## TEXT FOR ANALYSIS
Power Battery

Laminated Battery - Electrode Inclusion

Internal foreign objects in batteries are mainly caused by manufacturing defects. Since CT scanning technology is sensitive to high-density materials, it primarily detects metal foreign objects. Foreign objects in electrodes can lead to localized overheating during battery use, posing safety risks. Foreign objects in seals may cause poor battery sealing, leading to potential electrolyte leakage during use.

Laminated Battery - Curvature Analysis

Electrode curvature may cause differences in electrode coatings, such as compression of the coating facing the battery core and stretching of the coating facing the battery casing. This can induce compressive mechanical stress and lower porosity in the coating facing the core. Higher curvature (e.g., thicker electrode coatings) may lead to adhesion differences between the two sides of the negative electrode, affecting battery performance.

Laminated Battery - Shape Analysis

In power batteries, the presence of electrode wrinkles can indicate the overall regularity of the internal structure, related to the battery's manufacturing quality and usage level. Wrinkles create gaps between the positive and negative electrodes, reducing the effective contact area and affecting electrode reactivity during use, while increasing the risk of internal short circuits. The internal gaps caused by wrinkles also impact battery capacity and internal resistance, affecting heat generation and increasing consistency differences among cells in battery modules or systems.

## QUESTIONS ON THE MATERIAL
A – Translate this sentence from the power battery text into Spanish: "Foreign objects in seals may cause poor battery sealing, leading to potential electrolyte leakage during use."
B – Continue the power battery text from its last sentence, adding one more short section in the same style.

## INFORMATION PROVIDED
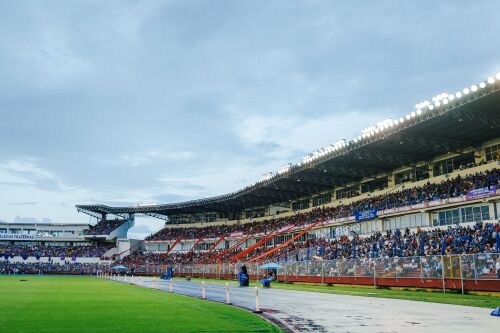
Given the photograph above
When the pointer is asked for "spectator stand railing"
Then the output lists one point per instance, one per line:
(460, 272)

## ANSWERS GIVEN
A – Los objetos extraños en los sellos pueden provocar un sellado deficiente de la batería, lo que puede dar lugar a fugas de electrolito durante el uso.

B –
Wound Battery - Curved Electrode Damage Analysis

Battery electrode structures may fracture due to manufacturing defects or charge-discharge cycles. Fractures typically occur at bending points inside the battery, such as the inner side of cylindrical battery windings or the inner side of pouch and prismatic battery windings and stacked electrodes. Electrode fractures cause the electrical connectivity near the fracture point to differ from other areas, leading to uneven current density distribution during charge-discharge cycles, resulting in slight heat generation imbalance and capacity loss. Since electrodes deform during cycling, the extent of fractures may expand due to overall electrode deformation.